== ЧТО СДЕЛАТЬ ==
1 - Замените «Охранники» на «Телохранители» в рассказе о выходке Молотова и перепишите его, начиная со слов «Охранники осторожно взяли» и вплоть до слов «выбраться из нее.».
2 - Допишите следующую часть рассказа о выходке Молотова на приеме.

== ТЕКСТ ==
---*---
Помощники и ребята из охраны пытались успокоить разбушевавшегося наркома. Кто-то его увещевал:
— Вячеслав Михайлович, уже поздно, вам надо возвращаться в Кремль...
Охранники осторожно взяли его под руки, подталкивая к выходу. Но он всякий раз вырывался:
— Оставьте м-м-меня, я сам знаю, что делать! Эти упрямые ослы еще пожалеют о своем глупом упорстве! Мы им п-п-покажем...
Гости, пожалуй, ни разу не присутствовавшие при такой сцене, с удивлением и опаской поглядывали на всегда казавшегося лишенным эмоций Молотова. Поначалу и мне подумалось, что он, быть может, выпил лишнего и потерял контроль над собой. Все это было так странно. Наконец нам удалось оттеснить его от публики, вывести в коридор и дальше к выходу. По пути [238] он продолжал выкрикивать ругательства в адрес финнов, а когда его усадили в машину, пытался выбраться из нее.
В конце концов он уехал, сопровождаемый двумя лимузинами с охраной. И сразу же особняк покинули все послы. Они явно спешили отправить своим правительствам депеши о столь сенсационном инциденте и об угрозах Молотова уничтожить Финляндию.
На следующее утро Молотов вызвал меня в свой кабинет. Он был в хорошем расположении духа, лукаво усмехался.
— Вы ведь были вчера на приеме? — спросил он и, не дожидаясь моего ответа, продолжал: — Расскажите подробно, что там произошло.
Я стал воспроизводить в общих чертах то, чему был свидетелем.
— Нет, — перебил он. — Говорите все как было, без купюр. Что я сказал, как отнеслась публика?
Мне было неловко воспроизводить его ругательства, но пришлось все повторить, почти слово в слово.
— Мне кажется, что гости были очень шокированы, даже испуганы, — закончил я свой отчет.
Молотов остался явно доволен. Он отпустил меня со словами: «Очень хорошо, прекрасно». И я понял, что вчерашняя сцена была им специально разыграна, скорее всего даже согласована со Сталиным, а может быть, была и задумана самим «хозяином». И Молотов радовался тому, что хорошо выполнил задание вождя. Шведов, а через них и финнов он изрядно напугал. Всполошились также американцы и англичане. Теперь и они нажмут на Хельсинки. Ведь никто сейчас не может сомневаться в способности советских войск быстро разделаться с финнами и даже оккупировать всю страну. И если его вчерашний «взрыв» приняли за чистую монету, тем лучше. Теперь финны будут сговорчивее.
---*---
== ИСХОДНЫЕ ДАННЫЕ ==

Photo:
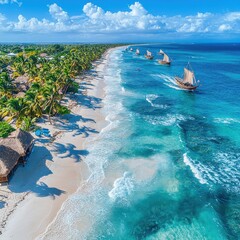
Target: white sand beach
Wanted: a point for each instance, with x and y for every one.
(55, 169)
---*---
== ОТВЕТЫ К ЗАДАНИЯМ ==
1 -
Телохранители осторожно взяли его под руки, подталкивая к выходу. Но он всякий раз вырывался:
— Оставьте м-м-меня, я сам знаю, что делать! Эти упрямые ослы еще пожалеют о своем глупом упорстве! Мы им п-п-покажем...
Гости, пожалуй, ни разу не присутствовавшие при такой сцене, с удивлением и опаской поглядывали на всегда казавшегося лишенным эмоций Молотова. Поначалу и мне подумалось, что он, быть может, выпил лишнего и потерял контроль над собой. Все это было так странно. Наконец нам удалось оттеснить его от публики, вывести в коридор и дальше к выходу. По пути [238] он продолжал выкрикивать ругательства в адрес финнов, а когда его усадили в машину, пытался выбраться из нее.

2 -
И действительно, вскоре шведы сообщили, что Хельсинки готов к серьезным переговорам, а спустя некоторое время в Москву прибыла и финская делегация. Было наконец заключено перемирие.
Подобные политические приемы, нередкие в прошлые времена в истории дипломатии, по нынешним стандартам могут показаться авантюрными и даже аморальными. Ведь ясно, что, если бы угроза Молотова была [239] выполнена, это серьезно осложнило бы отношения Советского Союза с США и Англией. После кровавого опыта «зимней войны» Сталин, несомненно, понимал, что держать финнов в подчинении даже ему будет не так-то просто. Здесь следует искать одну из причин, по которым, получив согласие Гитлера на то, чтобы Финляндия относилась к советской сфере интересов, он не уготовил ей судьбу Прибалтийских государств.
Молотов, уже будучи на пенсии, объяснил это следующим образом:
— Финляндию пощадили... Умно поступили, что не присоединили к себе. Имели бы рану постоянную... Там ведь люди очень упорны... Там и меньшинство было бы очень опасно. А теперь понемногу можно укреплять отношения. Демократической ее сделать не удалось, так же как и Австрию. Хрущев отдал финнам Порккала-Удд. Мы едва ли отдали бы...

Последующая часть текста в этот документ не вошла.